__KUTIPAN SUMBER__.

DPP  

Henry Indraguna Minta Pansel Calon Pimpinan KPK Bekerja Secara Cermat, Objektif dan Profesional

Berita GolkarPraktisi Hukum Prof Dr Henry Indraguna, SH.MH meminta Panitia Seleksi (Pansel) Calon Pimpinan (Capim) Komisi Pemberantasan Korupsi (KPK) bekerja secara cermat, teliti, cerdas, objektif, profesional, tanpa koneksi dan berani dari intervensi kekuasaan apapun.

“Pansel para penggawa antikorupsi ini harus steril, tanpa koneksi, anti intervensi. Pansel harus cermat, teliti memilih kandidat dengan tepat. Tidak sekadar memilih kandidat yang pintar tapi minim integritas,” tegas Prof Henry Indraguna kepada wartawan menanggapi proses seleksi Capim KPK di Jakarta, Kamis (1/8/2024)

Prof Henry mewanti-wanti kepada pansel bahwa pimpinan KPK yang akan mereka cari bukan sekadar hanya pintar atau menguasai pengetahuan hukum dan pengalaman di bidang hukum saja.

Akan tetapi yang paling esensial adalah orang yang benar dan tepat menegakkan lembaga anti rasuah sesuai arah dan jalannya yang tepat berdasarkan konstitusi.

Dalam perspektif pengacara kondang ini, yang berhak menjadi Pimpinan KPK ke depan adalah fitur yang memiliki integritas tinggi, rekam jejak yang baik tanpa cacat moral, apalagi cacat hukum.

Tentu harus mengantongi ilmu yang mumpuni, surplus pengalaman, serta memiliki keberanian tinggi melawan korupsi karena indepedensi yang dimiliki.

Seperti diketahui Panitia Seleksi Calon Pimpinan dan Anggota Dewan Pengawas KPK (Pansel KPK) telah menerima 318 pendaftar calon pimpinan KPK dan 207 pendaftar calon anggota Dewas KPK.

Dari total tersebut, 74% pendaftar capim KPK dan 71% pendaftar Dewas KPK telah lolos seleksi tahap administrasi.

Pansel Capim KPK telah mengumumkan 236 orang yang lolos seleksi administrasi sebagai capim KPK periode 2024-2029.

Dan sebanyak 236 Capim KPK yang lolos seleksi administrasi terdiri dari 221 orang laki-laki dan 15 orang perempuan.

Cuplikan dataset anotasi lokasi:

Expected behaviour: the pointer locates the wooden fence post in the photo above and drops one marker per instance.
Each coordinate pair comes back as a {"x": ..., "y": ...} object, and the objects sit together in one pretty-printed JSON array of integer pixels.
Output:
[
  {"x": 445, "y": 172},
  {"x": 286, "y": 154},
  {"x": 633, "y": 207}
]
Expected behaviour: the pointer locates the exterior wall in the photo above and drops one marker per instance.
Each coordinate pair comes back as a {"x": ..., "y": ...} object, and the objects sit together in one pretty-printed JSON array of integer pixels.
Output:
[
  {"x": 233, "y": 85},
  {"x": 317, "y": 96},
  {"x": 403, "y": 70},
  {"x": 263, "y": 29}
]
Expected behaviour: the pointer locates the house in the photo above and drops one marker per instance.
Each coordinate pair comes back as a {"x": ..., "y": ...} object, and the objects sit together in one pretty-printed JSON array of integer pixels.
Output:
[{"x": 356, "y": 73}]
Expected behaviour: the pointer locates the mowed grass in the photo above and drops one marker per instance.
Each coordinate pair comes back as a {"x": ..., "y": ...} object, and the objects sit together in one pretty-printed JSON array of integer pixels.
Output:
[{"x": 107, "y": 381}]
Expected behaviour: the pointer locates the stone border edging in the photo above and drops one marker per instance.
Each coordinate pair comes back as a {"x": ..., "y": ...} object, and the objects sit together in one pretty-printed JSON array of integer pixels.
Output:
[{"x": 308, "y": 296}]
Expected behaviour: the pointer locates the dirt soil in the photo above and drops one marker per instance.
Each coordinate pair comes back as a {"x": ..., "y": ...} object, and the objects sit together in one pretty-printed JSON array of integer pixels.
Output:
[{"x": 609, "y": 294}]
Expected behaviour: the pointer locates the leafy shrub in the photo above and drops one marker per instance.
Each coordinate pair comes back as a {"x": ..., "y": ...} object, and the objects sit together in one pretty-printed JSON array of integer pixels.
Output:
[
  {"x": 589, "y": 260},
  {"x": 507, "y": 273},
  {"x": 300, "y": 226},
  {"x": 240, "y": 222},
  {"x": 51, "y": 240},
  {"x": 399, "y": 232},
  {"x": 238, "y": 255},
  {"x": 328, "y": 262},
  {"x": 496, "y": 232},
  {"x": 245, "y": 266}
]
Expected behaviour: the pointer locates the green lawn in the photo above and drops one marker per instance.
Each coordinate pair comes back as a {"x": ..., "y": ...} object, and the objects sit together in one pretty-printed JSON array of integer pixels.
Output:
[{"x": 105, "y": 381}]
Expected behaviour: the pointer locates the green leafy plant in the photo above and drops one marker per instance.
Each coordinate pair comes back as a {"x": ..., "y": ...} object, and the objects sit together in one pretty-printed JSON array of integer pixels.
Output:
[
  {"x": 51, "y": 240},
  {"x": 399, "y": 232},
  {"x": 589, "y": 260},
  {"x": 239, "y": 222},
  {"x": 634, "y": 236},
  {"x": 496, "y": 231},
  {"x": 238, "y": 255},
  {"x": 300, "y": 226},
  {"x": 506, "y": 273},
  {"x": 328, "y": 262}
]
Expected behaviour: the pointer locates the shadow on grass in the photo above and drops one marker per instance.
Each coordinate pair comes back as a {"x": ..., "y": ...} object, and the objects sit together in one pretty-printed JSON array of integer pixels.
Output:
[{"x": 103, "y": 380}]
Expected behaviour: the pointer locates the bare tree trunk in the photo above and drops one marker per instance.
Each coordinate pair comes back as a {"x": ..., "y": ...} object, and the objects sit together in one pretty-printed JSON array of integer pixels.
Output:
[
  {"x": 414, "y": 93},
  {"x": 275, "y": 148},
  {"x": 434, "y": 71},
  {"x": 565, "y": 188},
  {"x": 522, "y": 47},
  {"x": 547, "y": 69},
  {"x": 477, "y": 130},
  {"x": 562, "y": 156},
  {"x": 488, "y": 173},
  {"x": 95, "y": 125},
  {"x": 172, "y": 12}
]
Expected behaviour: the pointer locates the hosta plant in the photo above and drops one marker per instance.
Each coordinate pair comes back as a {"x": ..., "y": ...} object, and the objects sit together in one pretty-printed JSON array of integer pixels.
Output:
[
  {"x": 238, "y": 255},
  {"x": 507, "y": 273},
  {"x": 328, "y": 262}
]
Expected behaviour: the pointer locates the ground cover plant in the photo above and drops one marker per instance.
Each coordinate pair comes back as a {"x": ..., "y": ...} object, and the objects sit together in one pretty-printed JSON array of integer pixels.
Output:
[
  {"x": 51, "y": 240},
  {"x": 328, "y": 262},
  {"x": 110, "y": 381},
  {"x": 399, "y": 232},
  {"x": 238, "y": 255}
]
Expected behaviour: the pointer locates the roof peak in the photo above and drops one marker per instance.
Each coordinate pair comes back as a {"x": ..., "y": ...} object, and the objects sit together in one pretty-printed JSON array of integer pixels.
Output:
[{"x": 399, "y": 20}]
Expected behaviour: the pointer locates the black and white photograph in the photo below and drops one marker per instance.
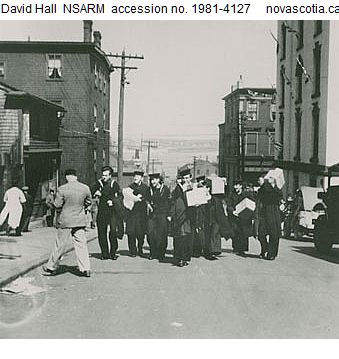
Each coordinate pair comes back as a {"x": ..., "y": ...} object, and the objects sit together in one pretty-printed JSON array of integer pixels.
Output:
[{"x": 169, "y": 179}]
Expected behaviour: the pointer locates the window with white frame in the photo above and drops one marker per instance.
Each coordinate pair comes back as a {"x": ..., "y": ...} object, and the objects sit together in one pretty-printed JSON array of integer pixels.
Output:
[
  {"x": 251, "y": 143},
  {"x": 95, "y": 75},
  {"x": 54, "y": 66},
  {"x": 2, "y": 69},
  {"x": 252, "y": 111},
  {"x": 95, "y": 116},
  {"x": 271, "y": 147},
  {"x": 273, "y": 112}
]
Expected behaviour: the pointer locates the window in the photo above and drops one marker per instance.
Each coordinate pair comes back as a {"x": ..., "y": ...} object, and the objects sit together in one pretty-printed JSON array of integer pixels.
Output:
[
  {"x": 299, "y": 80},
  {"x": 300, "y": 34},
  {"x": 282, "y": 87},
  {"x": 298, "y": 134},
  {"x": 251, "y": 143},
  {"x": 95, "y": 159},
  {"x": 296, "y": 182},
  {"x": 2, "y": 69},
  {"x": 281, "y": 135},
  {"x": 316, "y": 69},
  {"x": 105, "y": 124},
  {"x": 318, "y": 27},
  {"x": 315, "y": 134},
  {"x": 54, "y": 67},
  {"x": 271, "y": 147},
  {"x": 252, "y": 111},
  {"x": 273, "y": 112},
  {"x": 96, "y": 76},
  {"x": 100, "y": 81},
  {"x": 283, "y": 40},
  {"x": 95, "y": 115},
  {"x": 104, "y": 86}
]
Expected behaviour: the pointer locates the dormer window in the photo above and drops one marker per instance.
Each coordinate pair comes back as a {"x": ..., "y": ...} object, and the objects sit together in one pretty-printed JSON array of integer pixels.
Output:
[{"x": 54, "y": 67}]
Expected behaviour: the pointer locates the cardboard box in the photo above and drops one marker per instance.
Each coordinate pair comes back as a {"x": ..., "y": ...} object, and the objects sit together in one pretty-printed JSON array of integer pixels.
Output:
[
  {"x": 197, "y": 197},
  {"x": 217, "y": 184},
  {"x": 129, "y": 198},
  {"x": 278, "y": 174},
  {"x": 245, "y": 205}
]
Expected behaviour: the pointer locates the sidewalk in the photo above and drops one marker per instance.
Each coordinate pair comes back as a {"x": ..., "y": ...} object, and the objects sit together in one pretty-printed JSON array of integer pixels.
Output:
[{"x": 19, "y": 255}]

__TUGAS LATIHAN__.
1 – Tuliskan kembali bagian kutipan berita tentang seleksi Capim KPK, mulai dari "Berita GolkarPraktisi Hukum" dan berakhir pada "Jakarta, Kamis (1/8/2024)".
2 – Menurut kutipan berita tentang seleksi Capim KPK, berapa orang perempuan yang termasuk dalam 236 Capim KPK yang lolos seleksi administrasi?

__KUNCI JAWABAN__.
1 –
Berita GolkarPraktisi Hukum Prof Dr Henry Indraguna, SH.MH meminta Panitia Seleksi (Pansel) Calon Pimpinan (Capim) Komisi Pemberantasan Korupsi (KPK) bekerja secara cermat, teliti, cerdas, objektif, profesional, tanpa koneksi dan berani dari intervensi kekuasaan apapun.

“Pansel para penggawa antikorupsi ini harus steril, tanpa koneksi, anti intervensi. Pansel harus cermat, teliti memilih kandidat dengan tepat. Tidak sekadar memilih kandidat yang pintar tapi minim integritas,” tegas Prof Henry Indraguna kepada wartawan menanggapi proses seleksi Capim KPK di Jakarta, Kamis (1/8/2024)

2 – 15 orang.